● **EXERCISE 1**
Answer these from the text on the microbiome and prebiotics:
(a) Where do most of the body's microorganisms, particularly bacteria, reside?
(b) What do gut bacteria turn prebiotics into through fermentation?
(c) In what forms may prebiotics be added to probiotics?
● **EXERCISE 2**
Carry the text on the microbiome and prebiotics forward from its last sentence.

What is the microbiome?

The microbiome consists mostly of living organisms such as bacteria, viruses, and fungi. It is found throughout your body, but most of these microorganisms, particularly bacteria, reside in your intestines. That is referred to as the gut microbiome.

The microbiome plays many important roles in bodily functions, from stimulating the immune system to nutrient absorption to helping with anxiety, depression, blood pressure, and cholesterol. Every individual has a unique makeup of microorganisms that are affected by factors like lifestyle, diet, and medications.

Researchers are finding that some strains of bacteria can help with mental health, cardiovascular disease, and more. On the other hand, if you have more "bad" bacteria than good in your microbiome, it can contribute to things like GI issues, weight loss resistance, and autoimmune disease.

What are prebiotics?

Prebiotics are a group of nutrients that are broken down by the bacteria in your gut and then turned into short-chain fatty acids through fermentation. These acids help you digest food better, absorb micronutrients more efficiently, and promote good bacteria. If you think of this process like a factory, the prebiotics are the fuel that keeps it running.

What are the best sources of prebiotics?

Prebiotics occur naturally in many plant-based foods, including:

  • Asparagus

  • Artichokes

  • Bananas

  • Barley

  • Chickpeas

  • Garlic

  • Leeks

  • Oats

  • Onions

They may also be added to probiotics in the form of inulin and oligosaccharides.

● **PROVIDED RECORDS**
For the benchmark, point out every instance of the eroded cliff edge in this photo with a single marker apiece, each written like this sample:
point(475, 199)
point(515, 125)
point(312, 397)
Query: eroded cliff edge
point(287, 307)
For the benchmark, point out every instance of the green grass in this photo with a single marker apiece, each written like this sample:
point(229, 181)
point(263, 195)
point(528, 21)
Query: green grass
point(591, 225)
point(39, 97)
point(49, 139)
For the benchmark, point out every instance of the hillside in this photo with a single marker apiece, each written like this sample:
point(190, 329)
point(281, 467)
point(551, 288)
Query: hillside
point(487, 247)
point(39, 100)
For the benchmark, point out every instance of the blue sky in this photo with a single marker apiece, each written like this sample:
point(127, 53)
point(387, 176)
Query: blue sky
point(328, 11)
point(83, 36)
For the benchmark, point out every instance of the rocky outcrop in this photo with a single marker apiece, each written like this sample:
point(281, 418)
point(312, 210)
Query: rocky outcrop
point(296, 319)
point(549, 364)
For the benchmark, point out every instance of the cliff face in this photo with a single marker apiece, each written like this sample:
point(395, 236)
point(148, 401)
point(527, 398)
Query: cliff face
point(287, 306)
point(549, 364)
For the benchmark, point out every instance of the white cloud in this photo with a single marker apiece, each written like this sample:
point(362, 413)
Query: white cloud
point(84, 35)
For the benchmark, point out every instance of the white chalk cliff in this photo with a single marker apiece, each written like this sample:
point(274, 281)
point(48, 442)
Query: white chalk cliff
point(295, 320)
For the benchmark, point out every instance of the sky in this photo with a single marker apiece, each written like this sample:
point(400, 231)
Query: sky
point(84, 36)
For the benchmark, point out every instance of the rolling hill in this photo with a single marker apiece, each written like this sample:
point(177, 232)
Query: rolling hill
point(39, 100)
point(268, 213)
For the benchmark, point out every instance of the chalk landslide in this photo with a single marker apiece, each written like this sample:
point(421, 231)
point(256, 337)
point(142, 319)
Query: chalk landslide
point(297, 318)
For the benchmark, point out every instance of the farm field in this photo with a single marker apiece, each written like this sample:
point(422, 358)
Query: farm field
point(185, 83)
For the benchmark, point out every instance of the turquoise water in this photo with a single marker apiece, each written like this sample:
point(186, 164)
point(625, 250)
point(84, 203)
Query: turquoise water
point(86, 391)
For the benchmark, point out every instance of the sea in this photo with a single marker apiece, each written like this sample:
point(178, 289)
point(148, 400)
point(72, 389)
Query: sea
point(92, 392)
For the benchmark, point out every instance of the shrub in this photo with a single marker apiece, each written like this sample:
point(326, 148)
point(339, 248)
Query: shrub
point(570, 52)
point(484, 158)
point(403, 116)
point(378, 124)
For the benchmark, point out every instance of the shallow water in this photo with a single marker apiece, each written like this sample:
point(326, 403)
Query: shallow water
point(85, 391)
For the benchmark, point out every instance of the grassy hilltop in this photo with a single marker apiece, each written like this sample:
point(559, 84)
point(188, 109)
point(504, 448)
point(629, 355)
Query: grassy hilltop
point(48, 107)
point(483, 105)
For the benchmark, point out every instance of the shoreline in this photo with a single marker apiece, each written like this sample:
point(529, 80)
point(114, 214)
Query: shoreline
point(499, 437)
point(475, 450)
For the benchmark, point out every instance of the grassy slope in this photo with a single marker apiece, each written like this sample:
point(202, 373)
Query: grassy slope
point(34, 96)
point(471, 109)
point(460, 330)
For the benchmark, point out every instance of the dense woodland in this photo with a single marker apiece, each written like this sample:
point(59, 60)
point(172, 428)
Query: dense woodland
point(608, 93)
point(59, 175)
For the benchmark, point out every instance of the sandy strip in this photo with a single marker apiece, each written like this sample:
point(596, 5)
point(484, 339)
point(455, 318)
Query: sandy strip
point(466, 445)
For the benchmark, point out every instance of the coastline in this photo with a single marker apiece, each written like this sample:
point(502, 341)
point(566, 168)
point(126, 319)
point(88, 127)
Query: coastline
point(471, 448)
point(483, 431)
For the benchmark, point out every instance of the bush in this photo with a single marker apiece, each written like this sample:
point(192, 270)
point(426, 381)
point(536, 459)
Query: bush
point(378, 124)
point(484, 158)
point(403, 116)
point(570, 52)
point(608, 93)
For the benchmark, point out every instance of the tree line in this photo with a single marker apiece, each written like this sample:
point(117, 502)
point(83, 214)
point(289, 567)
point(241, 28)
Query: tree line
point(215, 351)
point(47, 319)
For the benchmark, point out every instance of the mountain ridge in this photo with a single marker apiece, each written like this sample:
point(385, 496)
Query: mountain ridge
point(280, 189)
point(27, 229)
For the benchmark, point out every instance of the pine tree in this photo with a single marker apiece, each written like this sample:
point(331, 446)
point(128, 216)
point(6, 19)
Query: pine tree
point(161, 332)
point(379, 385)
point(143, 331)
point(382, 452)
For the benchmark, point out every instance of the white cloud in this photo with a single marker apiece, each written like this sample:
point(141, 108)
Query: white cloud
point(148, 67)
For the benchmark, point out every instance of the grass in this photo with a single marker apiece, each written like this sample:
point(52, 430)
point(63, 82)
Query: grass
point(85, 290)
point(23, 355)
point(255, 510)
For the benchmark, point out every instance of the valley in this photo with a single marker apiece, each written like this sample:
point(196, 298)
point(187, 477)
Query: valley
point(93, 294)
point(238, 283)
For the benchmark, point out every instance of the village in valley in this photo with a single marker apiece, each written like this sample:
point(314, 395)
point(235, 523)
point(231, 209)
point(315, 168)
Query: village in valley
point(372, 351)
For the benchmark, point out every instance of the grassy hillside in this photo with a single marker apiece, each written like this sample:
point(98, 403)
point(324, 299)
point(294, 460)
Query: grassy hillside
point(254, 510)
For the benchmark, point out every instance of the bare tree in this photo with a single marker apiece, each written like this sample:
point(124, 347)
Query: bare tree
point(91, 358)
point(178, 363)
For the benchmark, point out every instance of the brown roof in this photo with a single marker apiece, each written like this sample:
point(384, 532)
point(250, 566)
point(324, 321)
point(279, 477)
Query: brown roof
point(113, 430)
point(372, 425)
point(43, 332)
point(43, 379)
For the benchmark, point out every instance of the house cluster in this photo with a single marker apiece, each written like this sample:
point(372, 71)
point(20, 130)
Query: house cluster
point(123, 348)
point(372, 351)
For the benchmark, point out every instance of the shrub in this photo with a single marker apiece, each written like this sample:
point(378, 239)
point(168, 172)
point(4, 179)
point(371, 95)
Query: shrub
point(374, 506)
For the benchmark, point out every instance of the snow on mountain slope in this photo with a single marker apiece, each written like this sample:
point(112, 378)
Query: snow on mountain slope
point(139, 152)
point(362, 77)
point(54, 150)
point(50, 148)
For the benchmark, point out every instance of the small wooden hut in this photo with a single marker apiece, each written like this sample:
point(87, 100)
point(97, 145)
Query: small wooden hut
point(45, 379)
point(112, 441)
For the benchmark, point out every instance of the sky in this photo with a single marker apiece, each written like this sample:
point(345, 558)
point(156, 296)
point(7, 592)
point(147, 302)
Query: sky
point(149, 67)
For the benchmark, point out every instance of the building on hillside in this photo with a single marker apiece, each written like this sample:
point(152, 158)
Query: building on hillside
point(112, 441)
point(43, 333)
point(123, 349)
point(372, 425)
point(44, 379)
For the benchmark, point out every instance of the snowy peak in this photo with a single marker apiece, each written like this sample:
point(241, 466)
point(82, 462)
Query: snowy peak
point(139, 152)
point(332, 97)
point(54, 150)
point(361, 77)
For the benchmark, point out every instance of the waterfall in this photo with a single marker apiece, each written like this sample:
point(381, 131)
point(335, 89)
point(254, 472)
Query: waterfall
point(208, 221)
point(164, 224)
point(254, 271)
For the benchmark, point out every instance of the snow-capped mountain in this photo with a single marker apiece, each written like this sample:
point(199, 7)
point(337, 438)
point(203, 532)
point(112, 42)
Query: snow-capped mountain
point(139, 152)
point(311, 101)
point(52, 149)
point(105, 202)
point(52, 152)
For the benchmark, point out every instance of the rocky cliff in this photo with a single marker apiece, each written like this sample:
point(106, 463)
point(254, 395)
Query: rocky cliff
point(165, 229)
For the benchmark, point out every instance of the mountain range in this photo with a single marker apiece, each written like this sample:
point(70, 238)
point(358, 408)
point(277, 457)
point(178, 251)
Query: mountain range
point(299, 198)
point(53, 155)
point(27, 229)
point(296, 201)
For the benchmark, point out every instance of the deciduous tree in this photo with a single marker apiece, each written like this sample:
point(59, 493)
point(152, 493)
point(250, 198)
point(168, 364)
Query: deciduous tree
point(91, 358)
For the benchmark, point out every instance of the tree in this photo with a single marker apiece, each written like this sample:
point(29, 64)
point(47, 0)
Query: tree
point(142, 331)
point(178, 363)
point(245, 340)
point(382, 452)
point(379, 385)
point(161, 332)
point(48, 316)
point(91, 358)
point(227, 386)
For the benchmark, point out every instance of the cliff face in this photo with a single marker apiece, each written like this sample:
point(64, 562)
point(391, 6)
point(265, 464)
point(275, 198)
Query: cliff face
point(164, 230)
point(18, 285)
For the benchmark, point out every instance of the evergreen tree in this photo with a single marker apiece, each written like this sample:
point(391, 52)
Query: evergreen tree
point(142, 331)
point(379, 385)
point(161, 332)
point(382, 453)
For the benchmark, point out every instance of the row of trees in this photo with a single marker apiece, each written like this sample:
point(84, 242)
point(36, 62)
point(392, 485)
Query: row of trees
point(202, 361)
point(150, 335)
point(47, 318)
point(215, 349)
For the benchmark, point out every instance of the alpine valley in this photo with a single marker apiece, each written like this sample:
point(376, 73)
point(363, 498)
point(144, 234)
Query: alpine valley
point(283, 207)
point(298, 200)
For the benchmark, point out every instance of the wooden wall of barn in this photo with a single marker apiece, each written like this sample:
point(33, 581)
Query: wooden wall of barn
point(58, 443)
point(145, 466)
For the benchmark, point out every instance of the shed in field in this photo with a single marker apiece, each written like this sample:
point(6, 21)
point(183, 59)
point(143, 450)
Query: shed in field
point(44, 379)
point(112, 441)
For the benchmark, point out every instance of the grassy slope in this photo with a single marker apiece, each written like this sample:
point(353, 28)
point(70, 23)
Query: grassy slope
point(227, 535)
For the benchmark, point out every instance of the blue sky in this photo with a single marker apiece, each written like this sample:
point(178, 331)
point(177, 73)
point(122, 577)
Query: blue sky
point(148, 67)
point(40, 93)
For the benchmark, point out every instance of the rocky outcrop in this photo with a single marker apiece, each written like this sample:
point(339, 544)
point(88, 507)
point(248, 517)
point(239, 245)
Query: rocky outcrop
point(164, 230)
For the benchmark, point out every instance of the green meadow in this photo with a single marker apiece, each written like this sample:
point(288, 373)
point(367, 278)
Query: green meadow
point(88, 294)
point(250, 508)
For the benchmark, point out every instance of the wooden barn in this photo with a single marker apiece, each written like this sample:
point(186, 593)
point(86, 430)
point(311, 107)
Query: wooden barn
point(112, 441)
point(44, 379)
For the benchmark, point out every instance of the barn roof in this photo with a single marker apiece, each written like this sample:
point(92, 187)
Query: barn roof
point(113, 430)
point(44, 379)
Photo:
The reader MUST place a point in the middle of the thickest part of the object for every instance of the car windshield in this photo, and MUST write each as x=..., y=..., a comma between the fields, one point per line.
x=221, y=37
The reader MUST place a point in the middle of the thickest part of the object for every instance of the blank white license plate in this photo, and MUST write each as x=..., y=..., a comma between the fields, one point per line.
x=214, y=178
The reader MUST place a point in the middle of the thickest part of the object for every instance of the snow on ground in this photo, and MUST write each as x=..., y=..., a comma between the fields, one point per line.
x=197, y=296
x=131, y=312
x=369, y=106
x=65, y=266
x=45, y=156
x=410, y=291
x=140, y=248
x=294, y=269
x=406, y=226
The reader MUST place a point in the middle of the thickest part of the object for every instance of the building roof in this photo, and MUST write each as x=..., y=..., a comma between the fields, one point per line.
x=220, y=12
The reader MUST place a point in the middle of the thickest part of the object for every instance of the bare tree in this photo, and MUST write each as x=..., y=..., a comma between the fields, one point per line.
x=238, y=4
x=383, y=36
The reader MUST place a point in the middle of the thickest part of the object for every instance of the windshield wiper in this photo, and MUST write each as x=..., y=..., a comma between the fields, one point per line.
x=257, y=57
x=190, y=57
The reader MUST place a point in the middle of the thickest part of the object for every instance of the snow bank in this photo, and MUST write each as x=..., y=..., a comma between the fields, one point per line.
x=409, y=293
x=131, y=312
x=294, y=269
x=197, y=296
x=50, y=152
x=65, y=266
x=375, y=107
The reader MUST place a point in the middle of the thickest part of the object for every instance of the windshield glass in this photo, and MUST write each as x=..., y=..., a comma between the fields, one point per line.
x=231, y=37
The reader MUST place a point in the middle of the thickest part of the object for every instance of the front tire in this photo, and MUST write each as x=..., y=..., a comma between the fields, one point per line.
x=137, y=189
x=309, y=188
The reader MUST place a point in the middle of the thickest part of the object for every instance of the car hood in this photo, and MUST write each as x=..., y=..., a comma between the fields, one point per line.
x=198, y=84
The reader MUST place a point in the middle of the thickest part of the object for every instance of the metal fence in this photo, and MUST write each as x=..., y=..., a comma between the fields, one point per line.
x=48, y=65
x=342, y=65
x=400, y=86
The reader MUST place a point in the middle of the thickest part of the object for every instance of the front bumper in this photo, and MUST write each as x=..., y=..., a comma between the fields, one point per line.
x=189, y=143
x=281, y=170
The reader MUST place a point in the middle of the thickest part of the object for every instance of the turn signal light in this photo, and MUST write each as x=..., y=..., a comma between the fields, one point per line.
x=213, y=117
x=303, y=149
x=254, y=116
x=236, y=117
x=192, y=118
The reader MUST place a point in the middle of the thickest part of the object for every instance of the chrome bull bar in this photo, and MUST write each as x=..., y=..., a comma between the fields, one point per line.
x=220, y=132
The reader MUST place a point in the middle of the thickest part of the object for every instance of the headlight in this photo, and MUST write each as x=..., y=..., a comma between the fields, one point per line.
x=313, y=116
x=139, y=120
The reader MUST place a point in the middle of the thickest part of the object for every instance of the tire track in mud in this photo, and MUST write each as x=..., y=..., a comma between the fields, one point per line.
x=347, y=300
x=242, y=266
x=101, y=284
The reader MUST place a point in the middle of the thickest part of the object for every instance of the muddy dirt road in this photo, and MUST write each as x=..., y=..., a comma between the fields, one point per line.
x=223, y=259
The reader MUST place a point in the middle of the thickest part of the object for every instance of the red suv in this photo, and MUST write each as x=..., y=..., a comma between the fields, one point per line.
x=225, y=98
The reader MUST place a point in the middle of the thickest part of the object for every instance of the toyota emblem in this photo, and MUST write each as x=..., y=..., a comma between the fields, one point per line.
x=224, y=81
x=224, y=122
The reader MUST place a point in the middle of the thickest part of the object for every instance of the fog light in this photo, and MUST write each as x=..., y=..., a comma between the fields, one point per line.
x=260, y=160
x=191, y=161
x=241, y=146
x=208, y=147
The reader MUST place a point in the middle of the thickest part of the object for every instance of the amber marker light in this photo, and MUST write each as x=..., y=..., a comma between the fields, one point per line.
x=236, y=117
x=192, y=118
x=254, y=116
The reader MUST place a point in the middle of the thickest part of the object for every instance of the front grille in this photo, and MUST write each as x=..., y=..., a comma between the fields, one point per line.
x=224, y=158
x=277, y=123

● **RESPONSE 1**
(a) In the intestines.
(b) Short-chain fatty acids.
(c) Inulin and oligosaccharides.

● **RESPONSE 2**
What are probiotics?

Probiotics are defined as the living organisms that when administered in adequate amounts confer a health benefit on the host. If we think about the factory analogy again, probiotics act as workers in the factory producing beneficial metabolites.

Probiotics consist of different live microorganisms including bacteria, fungi, and yeast, and can have different effects.

What are the best probiotics?

Like prebiotics, there are many foods that have probiotics naturally in them, including:

  • Yogurt

  • Kefir

  • Kombucha

  • Sourdough bread

  • Sauerkraut

  • Kimchi

  • Pickles

Of course, there are also many probiotic supplements on the market, but they aren't all equally effective. Plus, if you're guessing which probiotic would work for you, you may choose the wrong one and see no benefits. That's why I always recommend testing. I offer microbiome testing that allows me to look at the bacteria in your gut and the amount of each type so that I can then figure out exactly what probiotic will work best for you.

If you're interested in learning more about testing, click below to schedule a free 45-minute call with me.

What are Postbiotics?

Probiotics are a preparation of microorganisms and their components that confer a health benefit onto the host. They are very similar to probiotics, but probiotics consist of living microorganisms and postbiotics are non-living. Postbiotics can also contain nutrients like vitamins B and K, as well as substrates that slow down the growth of bad bacteria.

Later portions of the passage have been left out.